[WHAT IS BEING ASKED] Please repeat the records below from the line with "Expected: a marker on each instance of the sky, one" through the end of the records, replacing "bridge railing" with "bridge balustrade" and changing nothing else. Give only those lines.

[SUPPLIED RECORDS]
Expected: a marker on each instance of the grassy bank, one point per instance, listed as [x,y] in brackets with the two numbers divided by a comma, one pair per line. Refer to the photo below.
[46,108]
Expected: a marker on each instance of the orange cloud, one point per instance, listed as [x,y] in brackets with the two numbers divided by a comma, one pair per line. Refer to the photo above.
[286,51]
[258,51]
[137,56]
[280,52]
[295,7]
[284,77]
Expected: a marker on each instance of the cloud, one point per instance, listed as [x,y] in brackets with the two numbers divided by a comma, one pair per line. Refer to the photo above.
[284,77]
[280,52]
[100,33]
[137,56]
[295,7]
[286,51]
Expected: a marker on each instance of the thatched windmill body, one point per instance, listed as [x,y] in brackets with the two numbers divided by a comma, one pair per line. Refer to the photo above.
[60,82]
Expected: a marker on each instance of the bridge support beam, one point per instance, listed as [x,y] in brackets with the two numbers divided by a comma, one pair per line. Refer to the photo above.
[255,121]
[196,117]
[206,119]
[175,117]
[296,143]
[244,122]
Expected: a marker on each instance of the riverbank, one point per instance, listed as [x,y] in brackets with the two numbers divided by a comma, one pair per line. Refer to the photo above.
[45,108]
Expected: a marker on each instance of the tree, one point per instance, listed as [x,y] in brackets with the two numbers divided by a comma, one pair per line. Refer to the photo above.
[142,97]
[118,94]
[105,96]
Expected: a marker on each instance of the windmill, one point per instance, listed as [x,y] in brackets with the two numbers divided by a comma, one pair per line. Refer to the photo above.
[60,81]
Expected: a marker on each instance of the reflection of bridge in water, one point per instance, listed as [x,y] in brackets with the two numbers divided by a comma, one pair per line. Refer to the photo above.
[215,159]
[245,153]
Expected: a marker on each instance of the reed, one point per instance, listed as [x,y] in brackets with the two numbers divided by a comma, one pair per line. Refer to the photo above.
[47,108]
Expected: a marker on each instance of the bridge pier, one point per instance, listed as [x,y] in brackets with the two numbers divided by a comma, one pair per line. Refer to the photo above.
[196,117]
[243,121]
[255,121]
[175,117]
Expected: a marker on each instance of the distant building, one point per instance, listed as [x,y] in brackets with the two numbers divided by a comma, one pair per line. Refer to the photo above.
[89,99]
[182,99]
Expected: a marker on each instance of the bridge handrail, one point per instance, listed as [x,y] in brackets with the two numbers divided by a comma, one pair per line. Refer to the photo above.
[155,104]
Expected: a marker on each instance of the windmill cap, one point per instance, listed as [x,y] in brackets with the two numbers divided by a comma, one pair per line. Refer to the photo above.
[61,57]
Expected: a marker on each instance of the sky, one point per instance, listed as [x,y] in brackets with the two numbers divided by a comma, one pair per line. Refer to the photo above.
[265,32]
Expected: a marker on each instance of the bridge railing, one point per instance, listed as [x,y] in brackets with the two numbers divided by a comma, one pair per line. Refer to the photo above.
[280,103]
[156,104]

[REPLY TO THE TASK]
Expected: a marker on each instance of the sky, one point per instance, listed as [x,y] in brackets with the two numbers divided by a comma, one pair per line. Refer to the photo above.
[265,32]
Expected: a marker on each instance of the bridge balustrade, one point per instance, listed as [x,y] in brackets with the two numbers divided by a comma, one pair per line. Refer to the photo above.
[280,103]
[156,104]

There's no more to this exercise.